*SOURCE MATERIAL*.
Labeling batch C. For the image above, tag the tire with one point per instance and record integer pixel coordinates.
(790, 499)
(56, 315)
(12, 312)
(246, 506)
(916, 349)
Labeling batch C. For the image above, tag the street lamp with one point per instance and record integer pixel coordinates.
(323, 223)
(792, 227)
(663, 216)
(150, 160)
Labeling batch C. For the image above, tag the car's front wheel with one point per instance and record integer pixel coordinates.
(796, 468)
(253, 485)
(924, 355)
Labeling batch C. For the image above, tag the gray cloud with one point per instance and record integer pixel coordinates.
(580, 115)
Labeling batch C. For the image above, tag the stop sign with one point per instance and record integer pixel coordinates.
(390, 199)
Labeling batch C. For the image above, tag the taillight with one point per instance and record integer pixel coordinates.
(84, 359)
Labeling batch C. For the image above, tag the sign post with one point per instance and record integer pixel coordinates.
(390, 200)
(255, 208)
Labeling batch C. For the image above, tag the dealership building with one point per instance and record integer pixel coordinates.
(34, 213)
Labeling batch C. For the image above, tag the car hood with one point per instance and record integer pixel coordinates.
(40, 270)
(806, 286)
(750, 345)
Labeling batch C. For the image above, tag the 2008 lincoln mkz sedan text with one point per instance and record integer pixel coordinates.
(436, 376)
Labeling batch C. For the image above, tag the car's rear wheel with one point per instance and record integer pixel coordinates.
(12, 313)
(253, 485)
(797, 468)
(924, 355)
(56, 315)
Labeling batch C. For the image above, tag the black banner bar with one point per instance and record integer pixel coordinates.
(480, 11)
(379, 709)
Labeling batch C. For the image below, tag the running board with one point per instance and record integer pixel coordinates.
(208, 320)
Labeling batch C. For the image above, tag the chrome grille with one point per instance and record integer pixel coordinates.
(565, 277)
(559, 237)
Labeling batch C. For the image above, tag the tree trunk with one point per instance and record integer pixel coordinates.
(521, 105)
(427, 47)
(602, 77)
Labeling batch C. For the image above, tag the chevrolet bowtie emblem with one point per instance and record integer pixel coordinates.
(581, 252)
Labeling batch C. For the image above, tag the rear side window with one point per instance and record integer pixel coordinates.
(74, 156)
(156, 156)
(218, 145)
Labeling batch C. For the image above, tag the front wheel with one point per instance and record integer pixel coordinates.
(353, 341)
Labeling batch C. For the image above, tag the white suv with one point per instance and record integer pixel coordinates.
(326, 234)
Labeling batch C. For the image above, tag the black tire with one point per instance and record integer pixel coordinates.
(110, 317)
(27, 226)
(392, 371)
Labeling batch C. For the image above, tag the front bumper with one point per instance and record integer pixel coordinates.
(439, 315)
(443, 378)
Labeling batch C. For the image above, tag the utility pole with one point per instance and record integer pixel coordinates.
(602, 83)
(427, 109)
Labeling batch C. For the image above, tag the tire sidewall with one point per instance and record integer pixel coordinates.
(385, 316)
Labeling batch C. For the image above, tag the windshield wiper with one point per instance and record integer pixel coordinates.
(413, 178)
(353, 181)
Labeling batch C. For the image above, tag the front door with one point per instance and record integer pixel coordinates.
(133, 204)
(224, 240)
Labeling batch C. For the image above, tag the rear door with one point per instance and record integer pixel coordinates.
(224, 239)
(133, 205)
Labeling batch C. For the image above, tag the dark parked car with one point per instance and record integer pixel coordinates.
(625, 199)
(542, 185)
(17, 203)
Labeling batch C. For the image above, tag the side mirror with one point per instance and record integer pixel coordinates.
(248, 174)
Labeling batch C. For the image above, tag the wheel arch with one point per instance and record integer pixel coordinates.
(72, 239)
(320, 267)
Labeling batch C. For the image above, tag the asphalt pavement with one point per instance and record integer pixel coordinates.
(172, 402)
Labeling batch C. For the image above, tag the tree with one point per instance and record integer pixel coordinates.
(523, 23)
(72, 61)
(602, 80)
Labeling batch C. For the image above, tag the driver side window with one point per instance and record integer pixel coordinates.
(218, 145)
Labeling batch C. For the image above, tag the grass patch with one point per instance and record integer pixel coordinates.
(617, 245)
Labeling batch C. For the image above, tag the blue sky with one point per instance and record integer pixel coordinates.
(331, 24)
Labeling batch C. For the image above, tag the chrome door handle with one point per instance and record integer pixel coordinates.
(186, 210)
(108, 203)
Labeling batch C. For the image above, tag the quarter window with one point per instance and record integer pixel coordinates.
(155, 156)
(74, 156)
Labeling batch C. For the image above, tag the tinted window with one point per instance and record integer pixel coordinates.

*WHAT THE EXERCISE ASKS*.
Put down all the data once more, exactly as it appears above.

*ANSWER BELOW*.
Labeling batch C. For the image above, tag the tire with one point per instance and record integer pixel coordinates.
(790, 499)
(56, 315)
(12, 312)
(246, 506)
(916, 349)
Labeling batch C. For the image above, tag the street lamp with one point per instance and record integer pixel coordinates.
(323, 223)
(792, 227)
(663, 216)
(150, 160)
Labeling batch C. For the image above, tag the car's front wheel with one point per instance and record integer pixel coordinates.
(796, 468)
(253, 485)
(924, 355)
Labeling batch C. For the image above, tag the gray cloud with one point per instance and record integer pixel coordinates.
(580, 115)
Labeling batch C. For the image above, tag the stop sign with one point per instance and record integer pixel coordinates.
(390, 199)
Labeling batch C. For the image above, tag the taillight with one point per instance and record integer pixel coordinates.
(84, 359)
Labeling batch C. For the image above, tag the sign post with one point per instance and record integer pixel coordinates.
(390, 200)
(255, 208)
Labeling batch C. For the image above, tag the dealership building with one point per instance and record integer pixel coordinates.
(34, 213)
Labeling batch C. For the image above, tag the car hood with one point per instance and record integer pixel coordinates.
(40, 270)
(806, 286)
(750, 345)
Labeling batch C. For the image above, tag the 2008 lincoln mkz sedan text with one point per instance and record integer pixel coordinates.
(436, 376)
Labeling batch C. For the image above, tag the car's rear wheel with one point per instance and record integer pixel coordinates.
(12, 313)
(253, 485)
(797, 468)
(924, 355)
(56, 315)
Labeling batch C. For the image above, tag the black banner bar with one point per instance and record integer pixel coordinates.
(480, 11)
(379, 709)
Labeling batch C. For the image below, tag the running board with one point per instance and record integer pixel coordinates.
(208, 320)
Labeling batch C. For the image above, tag the chrome grille with one point per instance and record integer pixel coordinates.
(565, 277)
(559, 237)
Labeling batch C. For the image above, tag the tree trunk with one point per instance and record integer pixel coordinates.
(521, 105)
(427, 47)
(602, 77)
Labeling batch C. For the image above, tag the chevrolet bowtie emblem with one point per instance and record integer pixel coordinates.
(581, 252)
Labeling batch C. For the image above, tag the rear side window with one point per instance and record integer pixel coordinates.
(74, 156)
(156, 156)
(218, 145)
Labeling batch C. For the image above, tag the front wheel with one point per instance and record integer pixel coordinates.
(353, 341)
Labeling batch C. For the image above, tag the white suv with one point per instance and record integer pixel coordinates.
(326, 234)
Labeling batch C. For the image above, tag the black tire with one point per instance and record integer pixel coordinates.
(110, 317)
(27, 226)
(392, 371)
Labeling batch C. For the image above, tag the front bumper with one point per instance and record integer pixel coordinates.
(439, 315)
(443, 378)
Labeling batch C. For the image above, tag the utility pole with one point per instance and record integer pixel coordinates.
(602, 83)
(427, 109)
Labeling batch C. For the image above, tag the tire sidewall with one point per instance and record integer pixel coordinates.
(385, 316)
Labeling batch C. For the image above, tag the windshield wiper with one point per instance and record integer pixel coordinates.
(413, 178)
(353, 181)
Labeling batch C. For the image above, tag the front door with one point per instance and record integer pixel coordinates.
(133, 204)
(224, 240)
Labeling batch C. For the image above, tag the rear door with one point per instance and record integer pixel coordinates.
(224, 239)
(133, 205)
Labeling batch C. For the image above, tag the dark parked car with one point per instance and record integer pixel coordinates.
(625, 199)
(542, 185)
(17, 203)
Labeling batch C. For the image above, tag the side mirror with one point per instance and record integer pixel coordinates.
(248, 174)
Labeling batch C. For the image above, tag the wheel arch with one point per instance and record integer pixel coordinates.
(72, 239)
(320, 267)
Labeling batch C. For the image above, tag the asphalt pavement with one point per instance and record integer pixel coordinates.
(172, 402)
Labeling batch C. For the image above, tag the tree with one point per instance and record integer pixel coordinates.
(523, 23)
(72, 61)
(602, 80)
Labeling batch C. For the image above, tag the driver side window with one point per instance and record integer pixel coordinates.
(218, 145)
Labeling batch C. For the image above, tag the grass patch with one point per instance and record integer pixel coordinates.
(617, 245)
Labeling batch C. For the image above, tag the blue sky with one point per instance and record integer pixel coordinates.
(331, 24)
Labeling batch C. For the image above, tag the chrome door handle with one point per instance and record integer pixel coordinates.
(186, 210)
(108, 203)
Labeling batch C. For the image above, tag the quarter window with one point per instance and record integer pixel coordinates.
(155, 156)
(74, 156)
Labeling batch C. For the image above, tag the tinted window with one point per instance and record integer pixel coordinates.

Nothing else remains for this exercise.